═════ Page excerpt

4. No Other Amendment or Waiver. Notwithstanding the agreement of the
Administrative Agent, the Swing Line Lender and the Banks to the terms and
provisions of this Amendment, the Borrower acknowledges and expressly agrees
that this Amendment is limited to the extent expressly set forth herein and
shall not constitute a modification of the Loan Agreement or a course of dealing
at variance with the terms of the Loan Agreement (other than as expressly set
forth above) so as to require further notice by the Administrative Agent, the
Swing Line Lender or the Banks, or any of them, of its or their intent to
require strict adherence to the terms of the Loan Agreement in the future. All
of the terms, conditions, provisions and covenants of the Loan Agreement and the
other Loan Documents shall remain unaltered and in full force and effect except
as expressly modified by this Amendment.

══════════
═════ Stored rows

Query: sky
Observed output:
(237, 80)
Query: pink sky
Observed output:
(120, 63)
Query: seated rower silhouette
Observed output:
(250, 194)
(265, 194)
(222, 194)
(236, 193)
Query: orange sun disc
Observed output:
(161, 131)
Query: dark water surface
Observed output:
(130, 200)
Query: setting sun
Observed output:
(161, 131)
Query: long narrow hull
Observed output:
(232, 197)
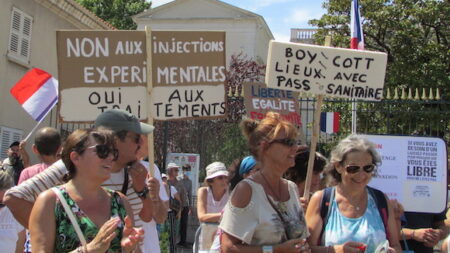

══════════

▶ **Required tasks**
1. Name every party mentioned in the loan amendment clause above.
2. Resume the loan amendment clause after its last sentence.

▶ **Set of answers**
1.
Administrative Agent
Swing Line Lender
Banks
Borrower

2.
5. Representations and Warranties. The Borrower hereby represents and
warrants in favor of the each of the Administrative Agent, the Swing Line Lender
and each Bank as follows:
(a) Each representation and warranty set forth in Article 4 of
the Loan Agreement is hereby restated and affirmed as true and correct in all
material respects as of the date hereof, except to the extent previously
fulfilled in accordance with the terms of the Loan Agreement, as amended hereby,
and to the extent relating specifically to the Agreement Date or otherwise
inapplicable;
(b) The Borrower has the corporate power and authority to enter
into this Amendment and to do all acts and things as are required or
contemplated hereunder to be done, observed and performed by it; and
(c) This Amendment has been duly authorized, validly executed
and delivered by Authorized Signatories, and constitutes the legal, valid and
binding obligation of the Borrower enforceable against it in accordance with its
terms, subject, as to enforcement of remedies, to the following qualifications:
(i) an order of specific performance and an injunction are discretionary
remedies and, in particular, may not be available where damages are considered
an adequate remedy at law, and (ii) enforcement may be limited by bankruptcy,
insolvency, liquidation, reorganization, reconstruction and other similar laws
affecting enforcement of creditors' rights generally (insofar as any such law
relates to the bankruptcy, insolvency or similar event of the Borrower).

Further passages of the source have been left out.